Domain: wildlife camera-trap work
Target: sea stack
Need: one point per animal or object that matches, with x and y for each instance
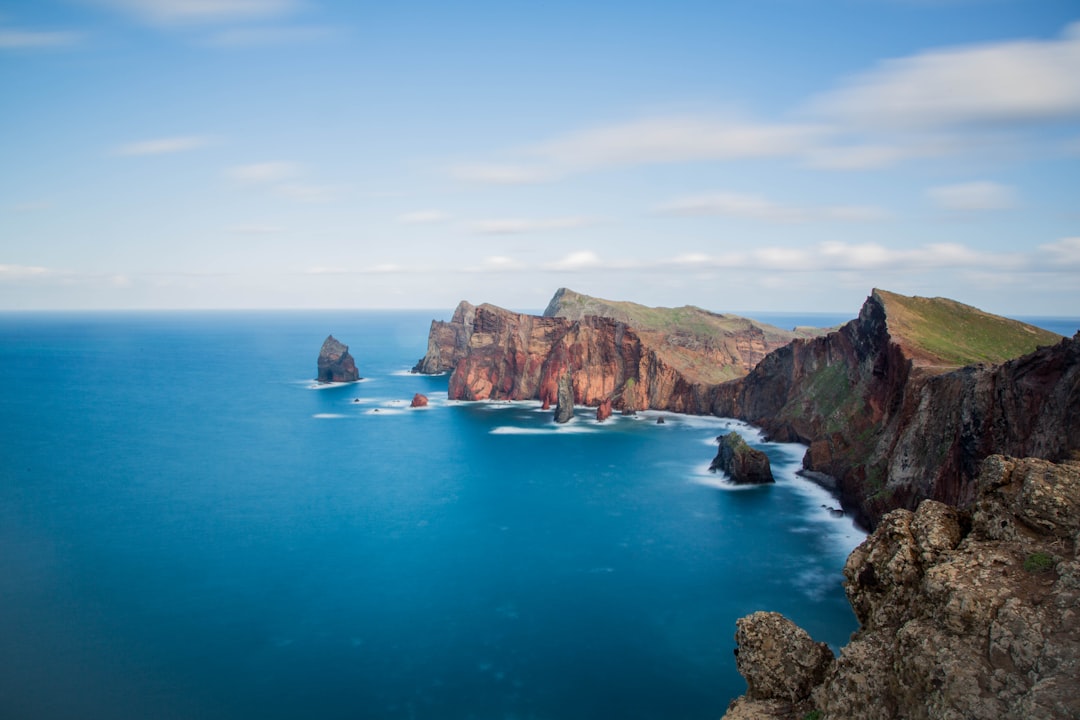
(741, 462)
(564, 406)
(335, 363)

──────────────────────────────

▶ EXERCISE BRIEF
An exact repeat of the listing above, pictures excluded, is the answer.

▶ EXERCISE OUTPUT
Domain: wildlife camera-trap work
Target: sea stack
Need: one point per animal or object that matches, with x and y for each instance
(741, 462)
(564, 406)
(335, 363)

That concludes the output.